--- Text to read ---
○ ○ ○
It's been quite a week.
From realizing that I think primarily in black and white; to admitting that I'm in a period of "mourning" over my marriage and missing my ex in a, "I miss you but never want to see you" kind of way; to just sitting back and thinking about myself and life as it is today....and realizing that I'm not the total disaster that I sometimes think I am.
It's impossible to experience any kind of major loss without changing as a person. The change might not be huge. Or, the change might be dinosaur-sized.
Several times a week, I think about my grandfather, who passed away six months ago now. I am truly, truly blessed, because 90% of the time that I think about him, I remember a man larger than life, cracking jokes, while reading the newspaper and eating his morning Corn Flakes. What a wonderful gift he & my family have given me so that I almost never remember him when he was so ill and weak. Those unsettling memories pop up occasionally but are far and few between.
○ ○ ○
Stored entries
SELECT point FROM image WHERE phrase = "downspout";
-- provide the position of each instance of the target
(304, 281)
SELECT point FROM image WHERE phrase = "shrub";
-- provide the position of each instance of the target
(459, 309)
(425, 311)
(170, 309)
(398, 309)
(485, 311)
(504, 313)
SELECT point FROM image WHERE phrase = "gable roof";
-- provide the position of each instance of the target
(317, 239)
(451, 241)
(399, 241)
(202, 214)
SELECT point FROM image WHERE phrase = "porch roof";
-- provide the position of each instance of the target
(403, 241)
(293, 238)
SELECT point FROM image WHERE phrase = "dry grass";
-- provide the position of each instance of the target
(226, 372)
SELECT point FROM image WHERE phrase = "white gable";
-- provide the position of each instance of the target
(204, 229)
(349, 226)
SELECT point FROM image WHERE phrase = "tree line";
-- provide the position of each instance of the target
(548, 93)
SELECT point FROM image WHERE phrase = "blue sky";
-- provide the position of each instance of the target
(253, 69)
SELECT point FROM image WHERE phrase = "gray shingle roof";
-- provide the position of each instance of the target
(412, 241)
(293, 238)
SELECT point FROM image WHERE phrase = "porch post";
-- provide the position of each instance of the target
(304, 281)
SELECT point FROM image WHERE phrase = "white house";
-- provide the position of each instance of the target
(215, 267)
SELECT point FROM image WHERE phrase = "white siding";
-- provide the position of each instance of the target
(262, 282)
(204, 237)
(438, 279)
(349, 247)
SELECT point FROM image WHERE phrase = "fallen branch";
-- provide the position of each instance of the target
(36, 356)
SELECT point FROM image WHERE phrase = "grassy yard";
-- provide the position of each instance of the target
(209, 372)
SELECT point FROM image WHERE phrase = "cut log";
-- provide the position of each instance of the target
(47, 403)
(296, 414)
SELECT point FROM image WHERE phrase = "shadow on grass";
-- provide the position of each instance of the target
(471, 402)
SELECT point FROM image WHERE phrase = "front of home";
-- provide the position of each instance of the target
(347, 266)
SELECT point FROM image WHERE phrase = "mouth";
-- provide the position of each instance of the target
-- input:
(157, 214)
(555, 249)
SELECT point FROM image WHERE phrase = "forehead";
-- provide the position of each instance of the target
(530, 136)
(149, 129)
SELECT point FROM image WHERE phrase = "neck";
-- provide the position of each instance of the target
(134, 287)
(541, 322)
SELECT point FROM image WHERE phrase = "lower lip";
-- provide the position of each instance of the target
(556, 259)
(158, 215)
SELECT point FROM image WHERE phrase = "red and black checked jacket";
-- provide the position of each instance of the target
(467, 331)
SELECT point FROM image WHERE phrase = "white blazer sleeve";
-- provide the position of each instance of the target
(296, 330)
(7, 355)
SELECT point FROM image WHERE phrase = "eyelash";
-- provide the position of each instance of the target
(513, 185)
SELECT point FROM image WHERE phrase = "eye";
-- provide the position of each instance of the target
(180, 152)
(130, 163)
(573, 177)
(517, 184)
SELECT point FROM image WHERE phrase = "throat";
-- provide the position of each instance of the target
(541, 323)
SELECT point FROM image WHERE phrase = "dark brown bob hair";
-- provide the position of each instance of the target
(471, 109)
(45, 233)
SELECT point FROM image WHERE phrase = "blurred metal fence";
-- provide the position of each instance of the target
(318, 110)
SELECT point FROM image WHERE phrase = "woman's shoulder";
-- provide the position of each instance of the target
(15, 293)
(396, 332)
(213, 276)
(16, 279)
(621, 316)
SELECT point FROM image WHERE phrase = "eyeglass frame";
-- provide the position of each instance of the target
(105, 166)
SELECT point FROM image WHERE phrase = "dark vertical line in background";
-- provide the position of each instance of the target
○ ○ ○
--- Prompt A ---
Answer these from the post:
(i) In what way does the writer say they primarily think?
(ii) How long ago did the writer's grandfather pass away?
(iii) What was the grandfather eating in the way the writer usually remembers him?
--- Prompt B ---
Write out the stretch of the post from "It's impossible to" through "and few between.".

--- Complete response A ---
(i) In black and white.
(ii) Six months ago.
(iii) His morning Corn Flakes.

--- Complete response B ---
It's impossible to experience any kind of major loss without changing as a person. The change might not be huge. Or, the change might be dinosaur-sized.
Several times a week, I think about my grandfather, who passed away six months ago now. I am truly, truly blessed, because 90% of the time that I think about him, I remember a man larger than life, cracking jokes, while reading the newspaper and eating his morning Corn Flakes. What a wonderful gift he & my family have given me so that I almost never remember him when he was so ill and weak. Those unsettling memories pop up occasionally but are far and few between.